# Badeort



## Kaileena

*Anmerkung der Moderatorin*: Aus diesem Thread ausgekoppelt. Bitte immer nur ein Thema pro Thread (Forenregel 2). Und herzlich willkommen im Forum Kaileena! 

Und beim Wort "Badeort". Ich komme auf zwei Möglichkeiten auf, die erste wäre "lugar de vacaciones" und die andere "balneario", aber keine von beiden ist was ich suche, weil keines so richtig zum Satz passt. Gibt es ein anderes Wort dafür?


----------



## susanainboqueixon

Guten Morgen, Kaileena,

lugar/pueblo de veraniego/veraneantes 

wäre eine weitere Möglichkeit, soweit ich weiß. O bien simplemente: lugar/pueblo con playa

Gruß,
Susana


----------



## jordi picarol

Kaileena, así sin más es difícil darte más pistas. Tal vez si dijeras de qué va la cosa...
Y susanainboqueixon, supongo que quieres decir "veraneo". "Veraniego" es otra cosa.
Saludos
Jordi


----------



## susanainboqueixon

Ay, perdón. Gracias, Jordi.


----------



## Kaileena

Der Satz ist folgender: „... Europa mit seinen facettenreichen Stränden, den dunklen Wäldern und beeindruckenden Klippen sowie den beispiellosen antiken Städten und mondänen *Badeorten* hält für jeden Geschmack etwas bereit.”

→ Übungsziel: Gib bitte den Abschnitt des Forenthreads zum Wort „Badeort“ wieder, der bei den Worten „wäre eine weitere“ beginnt und nach „va la cosa...“ endet. Tausche dabei „playa“ gegen „mar“ aus.

→ Datenübersicht:
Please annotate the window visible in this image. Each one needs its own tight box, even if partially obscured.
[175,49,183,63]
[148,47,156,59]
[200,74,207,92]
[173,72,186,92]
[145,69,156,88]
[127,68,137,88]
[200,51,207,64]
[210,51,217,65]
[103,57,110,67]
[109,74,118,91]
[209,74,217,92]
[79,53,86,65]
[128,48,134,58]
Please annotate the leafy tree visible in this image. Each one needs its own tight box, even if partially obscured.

→ Endergebnis:
wäre eine weitere Möglichkeit, soweit ich weiß. O bien simplemente: lugar/pueblo con mar

Gruß,
Susana


----------



## jordi picarol

Kaileena, así sin más es difícil darte más pistas. Tal vez si dijeras de qué va la cosa...